Instruction >> Turn the lines below into a Markdown table with two columns, "Row" and "Line". Number each line in order and skip blank lines.
-- START Material for this exercise --
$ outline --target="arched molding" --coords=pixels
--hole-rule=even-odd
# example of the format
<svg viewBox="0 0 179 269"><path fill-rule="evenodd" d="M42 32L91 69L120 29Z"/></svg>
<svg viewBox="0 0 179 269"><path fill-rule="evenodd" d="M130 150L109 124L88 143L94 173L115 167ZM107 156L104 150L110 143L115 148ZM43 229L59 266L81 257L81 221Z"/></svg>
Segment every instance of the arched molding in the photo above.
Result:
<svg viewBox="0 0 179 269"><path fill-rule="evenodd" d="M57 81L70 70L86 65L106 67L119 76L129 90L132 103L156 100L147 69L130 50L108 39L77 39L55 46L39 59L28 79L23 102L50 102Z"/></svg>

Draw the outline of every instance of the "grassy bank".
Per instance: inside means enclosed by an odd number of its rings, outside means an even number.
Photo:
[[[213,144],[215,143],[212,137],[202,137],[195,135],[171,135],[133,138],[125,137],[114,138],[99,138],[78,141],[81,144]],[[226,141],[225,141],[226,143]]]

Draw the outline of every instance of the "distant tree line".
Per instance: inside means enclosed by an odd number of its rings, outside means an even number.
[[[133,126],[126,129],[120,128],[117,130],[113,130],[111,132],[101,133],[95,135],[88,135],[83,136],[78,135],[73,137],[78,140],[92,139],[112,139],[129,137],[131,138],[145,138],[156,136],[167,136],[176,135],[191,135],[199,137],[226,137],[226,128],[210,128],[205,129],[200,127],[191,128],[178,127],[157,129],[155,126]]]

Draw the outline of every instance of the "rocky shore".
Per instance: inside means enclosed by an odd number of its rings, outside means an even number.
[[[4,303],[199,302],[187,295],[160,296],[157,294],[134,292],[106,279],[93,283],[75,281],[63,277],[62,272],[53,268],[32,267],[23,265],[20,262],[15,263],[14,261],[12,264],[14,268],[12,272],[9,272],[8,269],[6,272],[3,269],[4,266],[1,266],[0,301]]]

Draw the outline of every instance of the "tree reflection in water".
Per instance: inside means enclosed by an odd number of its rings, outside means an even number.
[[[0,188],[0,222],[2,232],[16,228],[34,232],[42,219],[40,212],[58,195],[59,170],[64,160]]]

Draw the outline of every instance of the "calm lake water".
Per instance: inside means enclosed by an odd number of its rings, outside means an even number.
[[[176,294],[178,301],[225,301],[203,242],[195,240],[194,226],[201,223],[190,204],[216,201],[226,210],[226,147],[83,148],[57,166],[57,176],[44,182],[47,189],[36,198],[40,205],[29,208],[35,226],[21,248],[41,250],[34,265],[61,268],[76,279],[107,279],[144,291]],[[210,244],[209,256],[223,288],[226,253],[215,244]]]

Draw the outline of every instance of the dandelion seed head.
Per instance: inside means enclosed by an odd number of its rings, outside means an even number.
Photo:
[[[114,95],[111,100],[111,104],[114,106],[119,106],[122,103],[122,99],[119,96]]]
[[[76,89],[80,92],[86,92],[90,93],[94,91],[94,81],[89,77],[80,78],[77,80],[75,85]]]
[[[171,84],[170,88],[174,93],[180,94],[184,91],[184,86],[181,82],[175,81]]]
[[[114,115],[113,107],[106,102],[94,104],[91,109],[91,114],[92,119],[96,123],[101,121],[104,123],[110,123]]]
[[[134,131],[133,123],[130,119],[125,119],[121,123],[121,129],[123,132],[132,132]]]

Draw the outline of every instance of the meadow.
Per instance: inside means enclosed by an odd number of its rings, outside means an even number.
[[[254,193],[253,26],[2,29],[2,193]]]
-- END Material for this exercise --
Answer for this exercise >>
| Row | Line |
|---|---|
| 1 | $ outline --target="arched molding" --coords=pixels |
| 2 | --hole-rule=even-odd |
| 3 | # example of the format |
| 4 | <svg viewBox="0 0 179 269"><path fill-rule="evenodd" d="M42 32L91 69L120 29Z"/></svg> |
| 5 | <svg viewBox="0 0 179 269"><path fill-rule="evenodd" d="M130 150L109 124L88 143L94 173L115 167ZM107 156L104 150L110 143L115 148ZM43 229L59 266L81 257L81 221Z"/></svg> |
| 6 | Segment every instance of the arched molding in the photo above. |
| 7 | Result: |
| 8 | <svg viewBox="0 0 179 269"><path fill-rule="evenodd" d="M57 81L70 70L86 65L106 67L119 76L129 90L132 103L156 100L147 69L130 50L108 39L77 39L55 46L39 59L28 79L23 102L50 102Z"/></svg> |
| 9 | Draw the outline of every instance of the "grassy bank". |
| 10 | Per instance: inside means enclosed by an odd number of its rings, outside means an even number. |
| 11 | Photo: |
| 12 | [[[213,144],[215,143],[212,137],[202,137],[195,135],[171,135],[133,138],[125,137],[114,138],[99,138],[78,141],[81,144]],[[226,141],[225,141],[226,143]]] |
| 13 | Draw the outline of every instance of the "distant tree line". |
| 14 | Per instance: inside means enclosed by an odd number of its rings, outside means an even number. |
| 15 | [[[133,126],[126,129],[120,128],[117,130],[113,130],[111,132],[101,133],[95,135],[88,135],[83,136],[78,135],[73,137],[78,140],[92,139],[112,139],[129,137],[131,138],[145,138],[156,136],[167,136],[176,135],[191,135],[199,137],[226,137],[226,128],[210,128],[205,129],[200,127],[191,128],[178,127],[157,129],[155,126]]] |
| 16 | Draw the outline of every instance of the "rocky shore". |
| 17 | Per instance: inside means enclosed by an odd number of its rings, outside means an even number. |
| 18 | [[[4,303],[199,302],[187,295],[160,296],[157,294],[134,292],[106,279],[93,283],[75,281],[63,277],[62,272],[53,268],[32,267],[23,265],[20,262],[15,263],[14,261],[12,264],[14,268],[12,272],[9,272],[8,269],[6,272],[3,269],[4,266],[1,266],[0,301]]] |
| 19 | Draw the outline of every instance of the "tree reflection in water". |
| 20 | Per instance: inside means enclosed by an odd number of its rings, outside means an even number. |
| 21 | [[[0,188],[0,222],[2,232],[16,228],[34,232],[42,219],[40,212],[58,195],[59,170],[64,160]]] |
| 22 | Draw the outline of every instance of the "calm lake water". |
| 23 | Per instance: inside means enclosed by an odd number of its rings, outside means an even number. |
| 24 | [[[176,294],[178,301],[225,301],[203,242],[195,240],[194,226],[201,223],[190,204],[216,201],[226,210],[226,147],[83,148],[57,166],[57,176],[44,182],[47,189],[36,198],[40,205],[29,208],[35,226],[21,248],[41,250],[34,265],[61,268],[76,279],[107,279],[144,291]],[[210,244],[209,256],[223,288],[226,253],[215,244]]] |
| 25 | Draw the outline of every instance of the dandelion seed head. |
| 26 | Per instance: inside means enclosed by an odd number of its rings, outside means an even number. |
| 27 | Photo: |
| 28 | [[[114,95],[111,100],[111,104],[114,106],[119,106],[122,103],[122,99],[119,96]]] |
| 29 | [[[76,89],[80,92],[86,92],[90,93],[94,91],[94,81],[89,77],[80,78],[77,80],[75,85]]] |
| 30 | [[[171,84],[170,88],[174,93],[180,94],[184,91],[184,86],[181,82],[175,81]]] |
| 31 | [[[114,115],[113,107],[106,102],[94,104],[91,109],[91,114],[92,119],[96,123],[101,121],[104,123],[110,123]]] |
| 32 | [[[134,131],[133,123],[130,119],[125,119],[121,123],[121,129],[123,132],[132,132]]] |
| 33 | Draw the outline of every instance of the meadow. |
| 34 | Per instance: inside means enclosed by an odd number of its rings, outside means an even number. |
| 35 | [[[254,193],[253,26],[2,29],[2,193]]] |